TEXTE À EXAMINER:
-----
L'INTERSYNDICALE des biologistes libéraux, qui vient de se créer (1), est vent debout contre le projet d'ouverture à 100 % du capital des laboratoires d'analyses de biologie médicale (LABM).
Pris en tenaille entre la pression de Bruxelles et la volonté du gouvernement d'une réforme profonde de leur profession, les biologistes libéraux «veulent alerter l'opinion publique, les parlementaires et les autres professionnels de santé libéraux» sur les risques induits par l'arrivée massive d'investisseurs privés, voire de spéculateurs, dans le secteur (alors qu'aujourd'hui l'ouverture à des non-professionnels ne peut pas dépasser 25 % du capital des sociétés d'exercice libéral ou SEL, voire 49 % sous conditions). L'intersyndicale de biologistes met l'accent sur l'« effet domino » d'une telle révolution : après les LABM, les cabinets de radiologie ou d'anatomopathologie, voire les maisons de santé pluridisciplinaires, peuvent demain «intéresser aussi les financiers», avertit Jean Benoît, du Syndicat des biologistes (SDB). Or, souligne-t-il, «la priorité de ces structures financières, c'est la rentabilité», tandis que les professionnels «n'auront plus leur liberté de jugement et de choix». «Si les financiers prennent le pouvoir, renchérit le Dr Claude Cohen du Syndicat national des médecins biologistes (SNMB), il y aura une concentration de gros plateaux techniques d'analyses avec des sites de prélèvements un peu partout.» En outre, argue le Dr Cohen, les économies escomptées par le gouvernement sont un leurre : «Dans tous les pays européens, comme la Belgique, où les laboratoires ont été contraints à la concentration, il y a eu une compensation de la baisse des tarifs par une hausse du volume des actes.»
Garde-fous insuffisants.
Quant aux garde-fous proposés par le rapport Ballereau (« le Quotidien » du 25 septembre), ils sont jugés largement insuffisants. Les précautions suggérées pour empêcher le monopole ou l'oligopole de LABM sur un territoire donné «ne peuvent empêcher la constitution de réseaux» au-delà d'une région. La durée minimale d'investissement de sept années est considérée comme «dissuasive pour les plus spéculateurs», mais rigide pour les professionnels eux-mêmes. Enfin, la proposition du rapport Ballereau qui consiste à conserver la majorité des droits de vote aux biologistes actionnaires devenus minoritaires est assimilée à une «vue de l'esprit». «De toutes les façons, rappelle le Dr Cohen, c'est toujours celui qui a le capital qui détient le pouvoir.» Quoi qu'il en soit, le recours aux ordonnances (au lieu du projet de loi Hôpital, patients, santé, territoires) pour faire passer la réforme de la biologie française fâche l'intersyndicale. «Il faut une loi classique pour ce sujet de fond», dès lors que la réforme de la biologie «enfonce un coin dans le système de santé», explique Jean Benoît.
(1) L'intersyndicale réunit les trois syndicats nationaux de biologistes libéraux (SDB, SLBC et SNMB), la Fédération nationale des syndicats d'internes en pharmacie et quatorze organisations régionales et départementales de la profession.
-----
OBJECTIF DE L'EXERCICE: D'après l'article sur la réforme des laboratoires d'analyses, quelle durée minimale d'investissement le rapport Ballereau propose-t-il ? Les items qui suivent ne jouent aucun rôle ici.

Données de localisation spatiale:
-----
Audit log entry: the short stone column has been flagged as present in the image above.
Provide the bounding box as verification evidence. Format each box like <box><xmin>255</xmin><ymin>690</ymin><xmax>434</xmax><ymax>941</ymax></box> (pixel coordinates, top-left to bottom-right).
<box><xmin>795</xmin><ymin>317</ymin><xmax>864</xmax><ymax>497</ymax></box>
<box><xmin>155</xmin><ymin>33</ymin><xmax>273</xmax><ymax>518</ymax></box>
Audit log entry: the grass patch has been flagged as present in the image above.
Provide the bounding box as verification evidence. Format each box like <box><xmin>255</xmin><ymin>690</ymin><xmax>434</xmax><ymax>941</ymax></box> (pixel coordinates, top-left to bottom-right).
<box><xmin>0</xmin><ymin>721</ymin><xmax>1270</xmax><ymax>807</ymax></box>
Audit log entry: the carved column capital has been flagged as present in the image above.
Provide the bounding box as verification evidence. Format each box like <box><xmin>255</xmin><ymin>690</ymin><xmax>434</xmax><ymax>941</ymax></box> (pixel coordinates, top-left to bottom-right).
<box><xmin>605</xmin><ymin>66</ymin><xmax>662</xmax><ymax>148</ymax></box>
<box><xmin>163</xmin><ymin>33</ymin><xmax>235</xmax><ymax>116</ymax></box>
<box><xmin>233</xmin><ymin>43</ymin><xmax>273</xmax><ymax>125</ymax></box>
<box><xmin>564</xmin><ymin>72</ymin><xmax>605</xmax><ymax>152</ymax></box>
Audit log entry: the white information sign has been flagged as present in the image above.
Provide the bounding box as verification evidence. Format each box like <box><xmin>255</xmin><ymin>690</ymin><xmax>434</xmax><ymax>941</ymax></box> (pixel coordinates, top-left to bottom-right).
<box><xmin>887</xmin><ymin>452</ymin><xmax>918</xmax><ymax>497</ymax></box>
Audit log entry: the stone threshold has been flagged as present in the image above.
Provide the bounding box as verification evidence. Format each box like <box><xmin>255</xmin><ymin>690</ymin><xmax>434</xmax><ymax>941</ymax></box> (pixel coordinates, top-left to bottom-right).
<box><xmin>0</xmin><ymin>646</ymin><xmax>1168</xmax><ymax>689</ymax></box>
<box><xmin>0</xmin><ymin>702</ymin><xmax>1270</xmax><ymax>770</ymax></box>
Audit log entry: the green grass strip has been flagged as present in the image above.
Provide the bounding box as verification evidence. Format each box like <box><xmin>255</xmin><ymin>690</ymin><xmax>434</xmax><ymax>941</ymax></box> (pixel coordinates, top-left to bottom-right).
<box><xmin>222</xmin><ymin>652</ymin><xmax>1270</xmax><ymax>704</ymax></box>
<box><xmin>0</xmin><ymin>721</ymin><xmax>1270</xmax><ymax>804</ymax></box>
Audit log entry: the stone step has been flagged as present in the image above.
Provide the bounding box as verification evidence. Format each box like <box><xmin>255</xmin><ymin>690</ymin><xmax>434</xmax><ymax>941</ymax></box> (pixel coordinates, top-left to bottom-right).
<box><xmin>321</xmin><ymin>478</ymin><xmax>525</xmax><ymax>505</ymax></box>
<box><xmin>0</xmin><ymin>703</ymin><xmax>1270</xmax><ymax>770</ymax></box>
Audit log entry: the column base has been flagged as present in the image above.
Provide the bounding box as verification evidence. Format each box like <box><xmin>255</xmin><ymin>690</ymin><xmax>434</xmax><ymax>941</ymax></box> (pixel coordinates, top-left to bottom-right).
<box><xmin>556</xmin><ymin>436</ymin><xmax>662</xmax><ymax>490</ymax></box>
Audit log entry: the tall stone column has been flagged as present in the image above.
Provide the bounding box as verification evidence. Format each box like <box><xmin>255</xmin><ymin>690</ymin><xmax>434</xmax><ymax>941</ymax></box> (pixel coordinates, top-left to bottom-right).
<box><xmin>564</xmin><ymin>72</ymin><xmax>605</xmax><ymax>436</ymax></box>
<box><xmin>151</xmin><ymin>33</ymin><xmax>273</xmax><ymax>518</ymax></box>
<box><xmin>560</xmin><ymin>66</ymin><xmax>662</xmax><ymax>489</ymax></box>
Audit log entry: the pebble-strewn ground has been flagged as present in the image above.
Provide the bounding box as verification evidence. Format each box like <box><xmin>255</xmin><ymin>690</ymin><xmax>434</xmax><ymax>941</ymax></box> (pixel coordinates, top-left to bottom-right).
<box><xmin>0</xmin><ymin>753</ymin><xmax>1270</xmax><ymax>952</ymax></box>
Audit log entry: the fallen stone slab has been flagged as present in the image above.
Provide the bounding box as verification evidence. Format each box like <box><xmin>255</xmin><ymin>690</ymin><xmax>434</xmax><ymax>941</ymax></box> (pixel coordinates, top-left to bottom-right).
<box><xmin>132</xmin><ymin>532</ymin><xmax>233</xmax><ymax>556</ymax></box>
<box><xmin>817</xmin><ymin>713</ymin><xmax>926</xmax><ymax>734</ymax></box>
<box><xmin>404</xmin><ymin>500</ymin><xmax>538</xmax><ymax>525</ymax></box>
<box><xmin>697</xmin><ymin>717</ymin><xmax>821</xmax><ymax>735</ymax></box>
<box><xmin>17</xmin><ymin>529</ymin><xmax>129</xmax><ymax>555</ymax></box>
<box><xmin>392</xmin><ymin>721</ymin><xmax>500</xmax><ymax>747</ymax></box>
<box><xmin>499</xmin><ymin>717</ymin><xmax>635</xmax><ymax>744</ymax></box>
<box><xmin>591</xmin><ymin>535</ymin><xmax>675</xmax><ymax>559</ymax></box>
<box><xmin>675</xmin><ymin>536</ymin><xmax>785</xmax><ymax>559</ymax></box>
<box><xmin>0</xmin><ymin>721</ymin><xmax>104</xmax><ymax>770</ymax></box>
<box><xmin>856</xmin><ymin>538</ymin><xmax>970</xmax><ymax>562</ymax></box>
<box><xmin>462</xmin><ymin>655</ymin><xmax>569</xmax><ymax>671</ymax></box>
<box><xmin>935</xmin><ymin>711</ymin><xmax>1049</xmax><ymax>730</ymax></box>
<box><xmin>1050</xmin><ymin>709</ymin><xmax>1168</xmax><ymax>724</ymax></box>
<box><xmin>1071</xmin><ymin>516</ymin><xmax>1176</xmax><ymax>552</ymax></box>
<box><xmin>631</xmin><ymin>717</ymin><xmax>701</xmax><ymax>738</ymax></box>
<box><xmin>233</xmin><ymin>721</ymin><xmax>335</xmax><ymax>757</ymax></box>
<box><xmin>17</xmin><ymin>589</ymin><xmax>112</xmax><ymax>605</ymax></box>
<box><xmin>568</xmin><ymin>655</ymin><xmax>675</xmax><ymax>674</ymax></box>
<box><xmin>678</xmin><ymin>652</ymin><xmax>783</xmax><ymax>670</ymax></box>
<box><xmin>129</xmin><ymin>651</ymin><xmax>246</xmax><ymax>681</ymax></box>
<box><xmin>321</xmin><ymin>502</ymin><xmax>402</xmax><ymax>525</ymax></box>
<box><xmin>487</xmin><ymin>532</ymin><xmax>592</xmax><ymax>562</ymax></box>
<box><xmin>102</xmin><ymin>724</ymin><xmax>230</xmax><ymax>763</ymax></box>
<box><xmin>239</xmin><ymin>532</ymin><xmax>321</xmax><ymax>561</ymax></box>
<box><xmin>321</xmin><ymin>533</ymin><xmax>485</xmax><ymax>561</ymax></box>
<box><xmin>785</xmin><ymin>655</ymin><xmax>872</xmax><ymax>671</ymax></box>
-----
RÉPONSE COMPLÈTE: Une durée minimale de sept années.